*** Opening of Data shown ***

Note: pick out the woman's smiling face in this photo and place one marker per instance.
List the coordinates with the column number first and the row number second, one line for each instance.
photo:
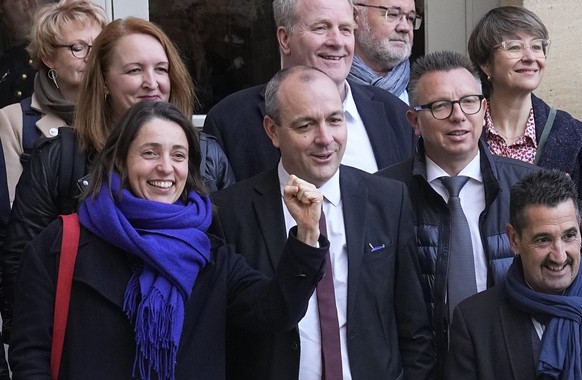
column 157, row 162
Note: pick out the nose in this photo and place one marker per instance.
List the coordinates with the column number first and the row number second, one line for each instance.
column 402, row 25
column 165, row 165
column 324, row 136
column 149, row 79
column 334, row 37
column 558, row 253
column 528, row 54
column 457, row 113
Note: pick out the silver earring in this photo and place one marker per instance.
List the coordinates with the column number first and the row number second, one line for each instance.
column 53, row 75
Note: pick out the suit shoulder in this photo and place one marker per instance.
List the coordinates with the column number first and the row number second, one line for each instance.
column 374, row 181
column 398, row 171
column 513, row 165
column 484, row 302
column 237, row 100
column 378, row 94
column 240, row 191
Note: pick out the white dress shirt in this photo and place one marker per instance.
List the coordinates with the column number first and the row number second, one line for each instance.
column 359, row 153
column 309, row 331
column 473, row 203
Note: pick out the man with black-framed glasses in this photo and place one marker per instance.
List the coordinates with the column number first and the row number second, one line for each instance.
column 384, row 40
column 447, row 112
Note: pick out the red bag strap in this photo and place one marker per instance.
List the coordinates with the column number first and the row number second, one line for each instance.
column 69, row 248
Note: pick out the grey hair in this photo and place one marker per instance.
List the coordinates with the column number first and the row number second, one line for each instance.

*** Close of Data shown ***

■ Task to complete: A faithful copy of every record is needed here. Leave the images out of it.

■ Answer space:
Note: pick out the woman's smiling face in this photo and place one marker per instance.
List the coordinates with the column number first and the row number second, one line for each instance.
photo:
column 157, row 162
Note: pick out the nose in this photo and place one marker per instance.
List the coordinates with the column number first and the row number second, one line for each instance.
column 402, row 25
column 165, row 165
column 324, row 136
column 149, row 79
column 334, row 37
column 558, row 253
column 528, row 54
column 457, row 113
Note: pick out the silver earring in this photo and place one marker per instance.
List the coordinates with the column number first and the row number second, one line for each instance.
column 53, row 75
Note: pick out the suit shoulder in this photo and place one marker per instance.
List the coordinates with the column number first and the row number second, one line for each instance.
column 374, row 181
column 398, row 171
column 513, row 165
column 484, row 302
column 237, row 100
column 378, row 94
column 240, row 191
Note: pick out the white dress shirt in this photo and place one marker per instance.
List the coordinates with the column number first and the row number second, one line for each instance.
column 359, row 153
column 309, row 331
column 473, row 203
Note: pick out the man with black-framed glasses in this photo and place one marker per instance.
List the coordinates with the column number first and the row number second, one line for each instance.
column 384, row 40
column 447, row 112
Note: pick out the red bag strap in this photo and place one marker per instance.
List the coordinates with the column number first and the row number second, one line for each instance.
column 69, row 248
Note: pick out the grey hair in this photo and place one marker per instance.
List the coordinates with the column number first and the row number second, one line for each instance.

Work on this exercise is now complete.